=== Data listing ===

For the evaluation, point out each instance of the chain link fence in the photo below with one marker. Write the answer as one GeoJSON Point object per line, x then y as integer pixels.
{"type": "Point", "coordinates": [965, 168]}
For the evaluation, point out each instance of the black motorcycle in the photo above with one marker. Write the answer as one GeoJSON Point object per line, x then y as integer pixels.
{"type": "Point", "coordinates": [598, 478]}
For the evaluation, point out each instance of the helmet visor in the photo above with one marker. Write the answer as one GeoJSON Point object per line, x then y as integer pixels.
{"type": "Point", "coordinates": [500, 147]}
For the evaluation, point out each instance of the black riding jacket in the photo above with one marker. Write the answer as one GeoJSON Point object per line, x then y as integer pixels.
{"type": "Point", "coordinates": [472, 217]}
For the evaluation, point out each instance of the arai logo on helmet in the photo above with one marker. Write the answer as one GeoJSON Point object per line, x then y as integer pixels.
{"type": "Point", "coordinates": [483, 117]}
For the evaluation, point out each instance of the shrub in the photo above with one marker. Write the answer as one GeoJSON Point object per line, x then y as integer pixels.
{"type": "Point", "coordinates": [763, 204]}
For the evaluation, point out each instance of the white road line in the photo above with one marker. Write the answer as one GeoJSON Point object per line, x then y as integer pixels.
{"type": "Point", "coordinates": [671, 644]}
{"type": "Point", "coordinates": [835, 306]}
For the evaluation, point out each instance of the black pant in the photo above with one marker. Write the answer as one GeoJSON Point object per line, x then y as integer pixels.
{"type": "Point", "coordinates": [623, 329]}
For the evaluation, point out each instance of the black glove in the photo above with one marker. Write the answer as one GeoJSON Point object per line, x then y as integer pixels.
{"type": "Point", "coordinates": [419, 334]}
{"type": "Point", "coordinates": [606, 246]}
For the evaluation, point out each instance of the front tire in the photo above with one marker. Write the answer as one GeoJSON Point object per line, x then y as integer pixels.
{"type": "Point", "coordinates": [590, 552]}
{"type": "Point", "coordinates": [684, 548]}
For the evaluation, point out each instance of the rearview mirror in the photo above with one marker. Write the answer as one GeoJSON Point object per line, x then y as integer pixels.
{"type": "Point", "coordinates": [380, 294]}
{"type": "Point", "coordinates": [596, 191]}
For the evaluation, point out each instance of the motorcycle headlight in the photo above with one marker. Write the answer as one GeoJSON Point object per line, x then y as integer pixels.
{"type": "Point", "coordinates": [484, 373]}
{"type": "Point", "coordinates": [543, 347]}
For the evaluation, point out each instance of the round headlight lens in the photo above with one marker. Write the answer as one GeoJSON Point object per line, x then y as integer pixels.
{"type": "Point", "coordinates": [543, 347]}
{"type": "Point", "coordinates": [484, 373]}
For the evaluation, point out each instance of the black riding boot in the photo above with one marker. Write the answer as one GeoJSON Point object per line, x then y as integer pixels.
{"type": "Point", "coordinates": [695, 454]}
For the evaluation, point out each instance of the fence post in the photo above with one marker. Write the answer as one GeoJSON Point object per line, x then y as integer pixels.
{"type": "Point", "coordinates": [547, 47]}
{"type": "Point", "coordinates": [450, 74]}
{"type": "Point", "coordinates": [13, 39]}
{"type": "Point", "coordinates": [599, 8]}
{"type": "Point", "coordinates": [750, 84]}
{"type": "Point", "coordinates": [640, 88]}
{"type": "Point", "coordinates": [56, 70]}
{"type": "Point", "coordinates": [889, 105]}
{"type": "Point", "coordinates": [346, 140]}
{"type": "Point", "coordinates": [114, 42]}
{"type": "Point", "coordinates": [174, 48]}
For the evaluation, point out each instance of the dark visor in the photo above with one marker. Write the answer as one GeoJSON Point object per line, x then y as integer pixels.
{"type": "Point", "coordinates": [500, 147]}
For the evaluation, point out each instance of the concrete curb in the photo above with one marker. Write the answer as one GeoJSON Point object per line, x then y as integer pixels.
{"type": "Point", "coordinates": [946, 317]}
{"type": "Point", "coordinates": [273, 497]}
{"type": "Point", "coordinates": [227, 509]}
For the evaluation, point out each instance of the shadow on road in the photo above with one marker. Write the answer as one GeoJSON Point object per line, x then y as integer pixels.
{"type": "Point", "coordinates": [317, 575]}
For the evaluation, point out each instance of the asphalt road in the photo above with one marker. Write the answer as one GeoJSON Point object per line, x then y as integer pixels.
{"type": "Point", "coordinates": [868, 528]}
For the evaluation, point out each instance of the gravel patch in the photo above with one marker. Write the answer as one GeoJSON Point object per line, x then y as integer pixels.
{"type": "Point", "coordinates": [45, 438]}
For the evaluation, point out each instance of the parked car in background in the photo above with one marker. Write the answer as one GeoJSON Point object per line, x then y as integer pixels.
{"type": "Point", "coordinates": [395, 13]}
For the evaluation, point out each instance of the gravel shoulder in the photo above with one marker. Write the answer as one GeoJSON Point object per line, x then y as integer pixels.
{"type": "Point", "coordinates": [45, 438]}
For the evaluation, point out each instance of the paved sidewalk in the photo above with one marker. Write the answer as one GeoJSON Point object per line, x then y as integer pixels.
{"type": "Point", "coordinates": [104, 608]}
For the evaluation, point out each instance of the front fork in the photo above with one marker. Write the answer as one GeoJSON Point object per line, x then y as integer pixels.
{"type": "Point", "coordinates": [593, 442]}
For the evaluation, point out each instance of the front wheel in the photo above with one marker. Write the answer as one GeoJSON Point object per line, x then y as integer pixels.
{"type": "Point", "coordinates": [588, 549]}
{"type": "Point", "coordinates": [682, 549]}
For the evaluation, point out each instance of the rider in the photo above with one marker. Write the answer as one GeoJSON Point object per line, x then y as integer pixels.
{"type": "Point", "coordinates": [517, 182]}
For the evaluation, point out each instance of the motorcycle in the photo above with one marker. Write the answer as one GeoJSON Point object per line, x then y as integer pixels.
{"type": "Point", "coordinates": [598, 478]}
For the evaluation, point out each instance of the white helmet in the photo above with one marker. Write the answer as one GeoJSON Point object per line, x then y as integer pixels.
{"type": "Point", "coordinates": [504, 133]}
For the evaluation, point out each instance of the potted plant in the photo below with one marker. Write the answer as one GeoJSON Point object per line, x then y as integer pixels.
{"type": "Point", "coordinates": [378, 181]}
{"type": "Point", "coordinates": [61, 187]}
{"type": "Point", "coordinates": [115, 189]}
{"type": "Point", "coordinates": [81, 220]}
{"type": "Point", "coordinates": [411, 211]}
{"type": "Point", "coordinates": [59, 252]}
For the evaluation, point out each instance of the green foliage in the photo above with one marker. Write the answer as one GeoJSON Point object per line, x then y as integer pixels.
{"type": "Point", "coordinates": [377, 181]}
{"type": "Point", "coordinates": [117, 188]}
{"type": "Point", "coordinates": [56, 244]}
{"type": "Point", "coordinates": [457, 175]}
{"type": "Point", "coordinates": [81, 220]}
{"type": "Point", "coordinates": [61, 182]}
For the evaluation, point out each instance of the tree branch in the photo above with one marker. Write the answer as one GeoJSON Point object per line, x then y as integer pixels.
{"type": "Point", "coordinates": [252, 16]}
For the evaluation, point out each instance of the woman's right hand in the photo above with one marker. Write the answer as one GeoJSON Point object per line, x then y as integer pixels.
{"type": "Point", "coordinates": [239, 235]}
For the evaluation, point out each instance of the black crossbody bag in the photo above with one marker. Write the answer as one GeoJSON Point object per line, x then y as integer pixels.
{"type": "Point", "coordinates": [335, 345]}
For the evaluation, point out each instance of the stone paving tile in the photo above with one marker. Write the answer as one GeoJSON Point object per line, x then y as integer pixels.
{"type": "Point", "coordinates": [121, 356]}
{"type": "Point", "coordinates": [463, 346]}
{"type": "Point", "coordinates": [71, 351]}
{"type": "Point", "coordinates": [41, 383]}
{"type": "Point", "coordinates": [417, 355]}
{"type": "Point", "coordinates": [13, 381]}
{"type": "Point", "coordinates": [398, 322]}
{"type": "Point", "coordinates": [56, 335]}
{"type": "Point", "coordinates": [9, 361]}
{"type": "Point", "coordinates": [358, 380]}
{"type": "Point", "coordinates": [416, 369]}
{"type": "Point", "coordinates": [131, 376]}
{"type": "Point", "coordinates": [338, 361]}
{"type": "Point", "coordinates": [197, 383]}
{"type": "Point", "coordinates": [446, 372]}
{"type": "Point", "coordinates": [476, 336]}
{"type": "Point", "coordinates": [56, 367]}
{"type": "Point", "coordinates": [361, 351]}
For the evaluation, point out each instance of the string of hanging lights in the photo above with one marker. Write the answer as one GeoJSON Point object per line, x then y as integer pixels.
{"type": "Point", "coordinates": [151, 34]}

===

*Exercise details*
Convert the lines of the entries from the one containing "For the evaluation, point out each instance of the stone" through the end of the entries, both included, into a Markdown table with the columns Row and Line. Leave out any blank lines.

*Exercise response*
| Row | Line |
|---|---|
| 1 | For the evaluation, point out each instance of the stone paving tile in the photo above with one marker. Write the answer as one GeoJSON Point object per line, x then y as integer pixels. |
| 2 | {"type": "Point", "coordinates": [121, 356]} |
| 3 | {"type": "Point", "coordinates": [463, 346]} |
| 4 | {"type": "Point", "coordinates": [71, 351]} |
| 5 | {"type": "Point", "coordinates": [41, 383]} |
| 6 | {"type": "Point", "coordinates": [417, 355]} |
| 7 | {"type": "Point", "coordinates": [13, 381]} |
| 8 | {"type": "Point", "coordinates": [398, 322]} |
| 9 | {"type": "Point", "coordinates": [56, 335]} |
| 10 | {"type": "Point", "coordinates": [9, 361]} |
| 11 | {"type": "Point", "coordinates": [358, 380]} |
| 12 | {"type": "Point", "coordinates": [416, 369]} |
| 13 | {"type": "Point", "coordinates": [131, 376]} |
| 14 | {"type": "Point", "coordinates": [338, 361]} |
| 15 | {"type": "Point", "coordinates": [197, 383]} |
| 16 | {"type": "Point", "coordinates": [446, 372]} |
| 17 | {"type": "Point", "coordinates": [476, 336]} |
| 18 | {"type": "Point", "coordinates": [56, 367]} |
| 19 | {"type": "Point", "coordinates": [361, 351]} |
| 20 | For the evaluation, point out each instance of the string of hanging lights in the photo above with one marker. Write the answer as one GeoJSON Point object per line, x then y as integer pixels. |
| 21 | {"type": "Point", "coordinates": [151, 34]} |